— Start of EXTRACTED ENTRIES —

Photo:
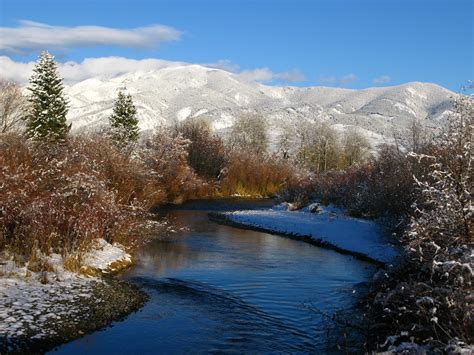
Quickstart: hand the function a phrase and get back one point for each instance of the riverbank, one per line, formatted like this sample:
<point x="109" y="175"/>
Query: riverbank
<point x="324" y="226"/>
<point x="43" y="308"/>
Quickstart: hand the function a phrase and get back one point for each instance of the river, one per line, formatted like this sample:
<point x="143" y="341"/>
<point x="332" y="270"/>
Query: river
<point x="215" y="288"/>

— End of EXTRACTED ENTRIES —

▶ _TASK INSTRUCTIONS_:
Convert the whole listing above into a numbered list with one line per item. Skip any blank lines and leave the pictures out.

▶ _FINISHED EXERCISE_:
1. Photo:
2. Quickstart: hand the function a phrase and get back one point for each instance of the riverbank, one per line, formatted like this sample:
3. <point x="109" y="175"/>
4. Query: riverbank
5. <point x="324" y="226"/>
6. <point x="43" y="308"/>
7. Quickstart: hand the function a phrase and get back one point for each instance of the river, one per line, formatted like this sample:
8. <point x="143" y="341"/>
9. <point x="332" y="270"/>
10. Query: river
11. <point x="215" y="288"/>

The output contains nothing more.